## What you have to do
List every item the BBC Micro reminiscence below says the writer's fileserver still holds.

## Document excerpt
In which I revel in nostalgia and explain what this series is all about.
On a shelf in my dad's study, there is an old photograph, made some time in the late '80s. In it is my dad, with 3-year-old me sitting in his lap, looking at this very device:
Some of you might recognize this beauty as a BBC Microcomputer. One of the best things to come out of the '80s, the BBC Micro (or “Beeb” for short) became hugely popular in the UK, and to a lesser extent in the rest of the world. They were used at the school where my dad worked, and that's how this specimen ended up in our house. I'm not exaggerating if I say it has been a defining influence on the rest of my life.
But at some point, the PC took over the world, and our house. At first the Beeb was moved to my bedroom, but it eventually ended up in a box in the attic when I got a PC of my own. The reason it's now sitting on my desk again is that my parents are moving house, and would rather have thrown it away than move it to a different, much smaller attic. I couldn't let that happen. Having moved all my possessions between four countries I'm not one to get attached to inanimate objects, but this little machine is special.
On the other hand, in the digital world, I'm a bit of a hoarder. My fileserver still contains my university coursework, the Word documents that I wrote for school assignments at the age of 14, and the source code of the games I made on my first PC and tried to sell to people on floppy disks. But the record becomes harder to access beyond that: my very first programs were written on the BBC Micro, and are stored on these old 5¼" floppy disks, which don't fit into my PC's USB 3.0 port or its BluRay drive.

## Provided records

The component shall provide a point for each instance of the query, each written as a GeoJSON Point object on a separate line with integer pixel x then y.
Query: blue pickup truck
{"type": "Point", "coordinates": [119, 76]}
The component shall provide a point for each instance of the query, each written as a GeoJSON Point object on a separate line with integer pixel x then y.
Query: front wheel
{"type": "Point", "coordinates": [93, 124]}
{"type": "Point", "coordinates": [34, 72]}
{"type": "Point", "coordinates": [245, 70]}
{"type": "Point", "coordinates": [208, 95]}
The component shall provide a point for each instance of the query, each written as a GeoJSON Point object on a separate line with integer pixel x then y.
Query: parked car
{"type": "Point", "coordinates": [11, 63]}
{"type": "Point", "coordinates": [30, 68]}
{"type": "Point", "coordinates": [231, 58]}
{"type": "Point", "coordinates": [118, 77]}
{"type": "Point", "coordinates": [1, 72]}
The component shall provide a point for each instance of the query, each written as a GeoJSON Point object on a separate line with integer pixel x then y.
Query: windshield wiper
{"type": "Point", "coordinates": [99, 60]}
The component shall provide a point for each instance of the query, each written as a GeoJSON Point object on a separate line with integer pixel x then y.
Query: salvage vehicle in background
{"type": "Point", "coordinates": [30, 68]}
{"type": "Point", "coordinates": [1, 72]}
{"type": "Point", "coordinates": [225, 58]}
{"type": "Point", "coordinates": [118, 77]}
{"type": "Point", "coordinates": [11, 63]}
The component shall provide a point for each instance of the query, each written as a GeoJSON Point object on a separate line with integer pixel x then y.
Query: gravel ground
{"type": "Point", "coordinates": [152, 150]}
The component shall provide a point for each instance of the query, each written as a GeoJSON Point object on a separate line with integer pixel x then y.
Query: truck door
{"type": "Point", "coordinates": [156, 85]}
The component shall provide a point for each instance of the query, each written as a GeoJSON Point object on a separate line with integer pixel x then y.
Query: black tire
* * *
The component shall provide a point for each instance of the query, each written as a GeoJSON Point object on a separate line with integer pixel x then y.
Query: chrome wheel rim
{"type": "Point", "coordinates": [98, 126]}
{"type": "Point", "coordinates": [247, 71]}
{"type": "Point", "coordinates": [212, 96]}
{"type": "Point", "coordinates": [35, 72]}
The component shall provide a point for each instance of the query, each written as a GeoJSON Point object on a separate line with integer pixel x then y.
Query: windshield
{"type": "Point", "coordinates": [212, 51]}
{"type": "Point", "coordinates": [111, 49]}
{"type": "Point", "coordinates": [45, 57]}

## Task result
- University coursework
- The Word documents written for school assignments at the age of 14
- The source code of the games made on the writer's first PC